§ **Problem to solve**: Continue the forum thread on inpatient consult coding from the point where it stops.

§ **Document extract**:
┌──

# Inpatient Consult Coding



## Joyr (Mar 10, 2015)

I need some guidance or rather confirmation because I'm worried about my credentials and an audit. 
Scenario 1: MFM Physician bills consults and only 99243's in the office 98% of the time regardless of documentation and the patient is followed through the end of their pregnancy and 99243 is always used on follow up visits as if it's still a consult.
Scenario 2: MFM Physician bills for Inpatient 99251-99254-POS 21/Follow up consults 99232-99233 POS-21 but they do not ever go to the bed side or on the floor to see them; they see them only in the office POS 11.
Scenario 3: Patient's are brought from the hospital to the office to have their ultrasounds 76819/76817/76911 or 76816 with POS 11 but charge IP consult codes POS 21 with the scan(s). They do this because they insist our equipment is better and that they have talked to "their colleagues" and this is the way it's done.
My position on Scenario 1 is if we get a referral for the office consult and the patient is scheduled out till they deliver due to the high risk pregnancy then the E/M established follow up codes should be used and not consult codes. It's not like we are confirming or reconfirming high risk issues. Is my thinking incorrect?  Scenario 2: I don't think we should ever charge inpatient codes if we didn't go to the hospital to see the patient and provide a "consult." Really-do I need to retire my credentials or find a new job? Scenario 3: IDK Pls help!


----------



## mitchellde (Mar 10, 2015)

For a consult inpatient, office, or outpatient you must have the 3 Rs
Request-  there must be a request from another provider for your physician to see the patient for an issue that is unknown or treatment is unknown
Render- your provider must see the patient face-2-face and exam and the render a decision regarding the unknown issue back to the requesting provider
Report - the rendering provider must send a formal written report back to the requesting provider and both must have copies in the patient chart.
Scenario 1- you could argue that the first encounter is a consult but it will largely depend on the documentation.  However the follow up visits are just follow up and in the office setting will be billed as est patient encounters. In the inpatient they will be subsequent inpatient.  Or do you mean the patient is brought to the office while still an inpatient.  
Scenario2- at no time can you bill a visit level without seeing the patient face to face.
Scenario 3- you will use POS 21 if the patient is a registered inpatient status, even though the service is rendered in your office but you must use the appropriate ultrasound code.  At no time is it allowable to substitute codes, especially procedure codes for visit level.
I don't think you need to throw in the towel or throw out the baby or whatever, however you do need to correct this billing.


----------



## Joyr (Mar 10, 2015)

└──

§ **Material provided**:

┌──

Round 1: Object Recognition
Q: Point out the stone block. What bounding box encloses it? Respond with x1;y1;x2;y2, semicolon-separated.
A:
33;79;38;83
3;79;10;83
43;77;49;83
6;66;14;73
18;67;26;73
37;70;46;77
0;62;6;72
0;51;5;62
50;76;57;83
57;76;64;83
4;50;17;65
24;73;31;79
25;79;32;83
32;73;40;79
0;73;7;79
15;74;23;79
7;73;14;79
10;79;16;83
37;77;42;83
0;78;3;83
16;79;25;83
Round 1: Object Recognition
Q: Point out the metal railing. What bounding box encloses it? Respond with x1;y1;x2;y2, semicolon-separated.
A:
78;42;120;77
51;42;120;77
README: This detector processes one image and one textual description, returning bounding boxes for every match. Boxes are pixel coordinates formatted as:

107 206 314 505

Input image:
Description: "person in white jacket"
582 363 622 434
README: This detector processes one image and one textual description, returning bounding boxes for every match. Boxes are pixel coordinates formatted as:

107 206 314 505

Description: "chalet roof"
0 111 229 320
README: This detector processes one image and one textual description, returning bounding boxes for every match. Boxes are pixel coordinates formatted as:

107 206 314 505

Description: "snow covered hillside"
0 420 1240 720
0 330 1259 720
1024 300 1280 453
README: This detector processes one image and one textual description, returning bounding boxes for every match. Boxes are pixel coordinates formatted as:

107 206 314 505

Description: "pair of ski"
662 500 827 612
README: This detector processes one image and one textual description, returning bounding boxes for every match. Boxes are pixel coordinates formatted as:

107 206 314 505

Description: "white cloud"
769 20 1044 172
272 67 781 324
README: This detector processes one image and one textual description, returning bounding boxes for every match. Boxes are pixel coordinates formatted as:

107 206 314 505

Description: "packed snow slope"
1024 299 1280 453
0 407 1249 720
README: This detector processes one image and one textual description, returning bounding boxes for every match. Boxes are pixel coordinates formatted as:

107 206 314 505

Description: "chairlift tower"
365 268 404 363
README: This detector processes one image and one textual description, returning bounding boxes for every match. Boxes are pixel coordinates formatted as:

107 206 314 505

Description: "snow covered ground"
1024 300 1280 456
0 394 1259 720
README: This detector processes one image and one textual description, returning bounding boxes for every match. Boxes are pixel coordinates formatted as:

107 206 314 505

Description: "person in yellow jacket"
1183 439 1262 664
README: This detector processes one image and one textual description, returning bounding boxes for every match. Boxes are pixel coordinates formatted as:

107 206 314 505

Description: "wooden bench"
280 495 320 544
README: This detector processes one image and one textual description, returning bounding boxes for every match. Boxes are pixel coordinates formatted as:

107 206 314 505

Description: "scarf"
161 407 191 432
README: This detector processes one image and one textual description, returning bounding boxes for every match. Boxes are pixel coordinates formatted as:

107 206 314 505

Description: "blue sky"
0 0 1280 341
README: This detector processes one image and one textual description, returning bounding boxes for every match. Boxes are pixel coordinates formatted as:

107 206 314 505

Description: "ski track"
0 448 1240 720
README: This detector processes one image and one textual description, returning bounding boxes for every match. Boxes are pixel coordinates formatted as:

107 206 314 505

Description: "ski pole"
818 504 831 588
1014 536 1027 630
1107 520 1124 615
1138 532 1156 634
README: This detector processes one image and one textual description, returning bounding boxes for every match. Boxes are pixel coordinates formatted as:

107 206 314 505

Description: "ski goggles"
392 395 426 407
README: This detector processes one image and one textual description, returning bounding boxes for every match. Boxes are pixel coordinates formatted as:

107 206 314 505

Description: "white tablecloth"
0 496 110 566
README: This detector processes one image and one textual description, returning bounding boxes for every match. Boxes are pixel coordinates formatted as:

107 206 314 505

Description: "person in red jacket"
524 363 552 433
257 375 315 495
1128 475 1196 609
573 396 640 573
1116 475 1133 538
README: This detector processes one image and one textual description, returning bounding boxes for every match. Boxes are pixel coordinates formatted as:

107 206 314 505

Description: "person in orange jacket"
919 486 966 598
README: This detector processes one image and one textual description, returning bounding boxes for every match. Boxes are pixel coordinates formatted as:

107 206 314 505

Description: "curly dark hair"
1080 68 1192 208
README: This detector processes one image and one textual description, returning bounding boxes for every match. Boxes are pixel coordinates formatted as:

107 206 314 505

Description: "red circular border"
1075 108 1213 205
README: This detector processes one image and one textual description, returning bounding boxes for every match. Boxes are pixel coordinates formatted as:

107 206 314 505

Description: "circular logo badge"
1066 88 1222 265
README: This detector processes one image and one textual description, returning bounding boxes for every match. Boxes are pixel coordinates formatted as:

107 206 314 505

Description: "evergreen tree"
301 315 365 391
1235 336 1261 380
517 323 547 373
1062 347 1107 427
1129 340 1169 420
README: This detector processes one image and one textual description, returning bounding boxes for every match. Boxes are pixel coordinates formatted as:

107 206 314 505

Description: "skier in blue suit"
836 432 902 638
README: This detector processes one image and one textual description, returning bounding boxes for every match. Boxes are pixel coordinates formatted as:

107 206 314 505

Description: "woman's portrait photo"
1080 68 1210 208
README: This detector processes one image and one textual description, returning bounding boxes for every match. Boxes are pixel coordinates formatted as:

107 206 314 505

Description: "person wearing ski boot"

└──

§ **Response to the exercise**:
Debra
The patients are always inpatient status, most are hospital bed bound from 24w to term. They are brought to the office and charged scans in ofc as POS 11 and consults as in patient POS 21- separately billed. I have tried to educate but the comments are that it is correct because the colleagues do it that way, insurance companies are paying them and if it were wrong then the insurance companies haven't ask for money back. I explained to her that ..yet..they haven't asked yet! She said to show where it's wrong..I showed the CPT codes verbiage and guidelines..3r's..etc...It's not getting through. How do you get through to Providers who don't value expertise over misguidance and don't want to sacrifice revenue by doing it right; instead looking for other ways to increase productivity and marketing to fill the schedules with patients instead of placing a practice at risk.


----------



## mitchellde (Mar 11, 2015)

First you need to look up the POS guidelines.. These while not new are recent within the last few years.  This states that the POS must be the place where the patient is registered not necessarily where the service take place.  They even give as an example a patient brought to the provider office for tests or other services while still an inpatient, the POS for these services must be inpatient, 21 for acute inpatient or which ever fits the patient inpatient status.  You cannot code a visit level and the ultrasound when the purpose of the encounter is rescheduled for the ultrasound.  And you cannot bill a consult for the same patient for every encounter.   Payers pay claims based on electronic edits which are not perfect and do not catch every issue. My hey work off of logic for the most part.  If the claim is a logical claim for medical necessity then it is usually passed thru.  
It may be the dx code they use, especially if they change the code for each encounter.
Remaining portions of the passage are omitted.